Selected text
------------------------------
Honolulu, Black and White and Back in Time

Faces stare out from a two-dimensional black and white. They are laughing, posing, cast in shadows and cut-and-pasted beside lush palm trees, neon hummingbirds, tan thatching and pinkened skies. Sometimes they smile; other times they gaze off, someplace beyond the camera, looking out from thin layer of time and plastic. And I am completely obsessed.

It’s my weirdest and raddest score from the Bay Area’s rummage event of year. The annual Oakland Museum’s White Elephant Sale is a cult event local collectors, scavengers, cheapskates and lovers of vintage live for. The Oakland Museum benefit is held out in a Jingletown warehouse, and hosted by the spunky white-haired ladies of the Women’s Board. Donations are collected throughout the year, culminating in the kitschy bonanza of bargains. The event takes over the neighborhood, complete with taco trucks and a free shuttle to the BART station.
------------------------------
Written request 1
Answer these questions about the text on the Oakland Museum's White Elephant Sale:
(a) What kind of trees are the faces pasted beside?
(b) Who hosts the Oakland Museum benefit?
(c) To what destination does the free shuttle run?
The records are unrelated to the text.

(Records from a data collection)
------------------------------
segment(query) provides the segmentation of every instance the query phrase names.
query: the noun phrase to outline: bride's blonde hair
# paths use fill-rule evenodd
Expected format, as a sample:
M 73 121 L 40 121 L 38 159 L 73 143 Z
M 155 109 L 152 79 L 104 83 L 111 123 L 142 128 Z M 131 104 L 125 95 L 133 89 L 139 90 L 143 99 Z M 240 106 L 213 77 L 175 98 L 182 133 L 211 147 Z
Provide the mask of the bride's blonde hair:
------------------------------
Written request 2
Return each line of the records that holds the string "query".

Worked solution 1
(a) Lush palm trees
(b) The Women's Board
(c) The BART station

Worked solution 2
segment(query) provides the segmentation of every instance the query phrase names.
query: the noun phrase to outline: bride's blonde hair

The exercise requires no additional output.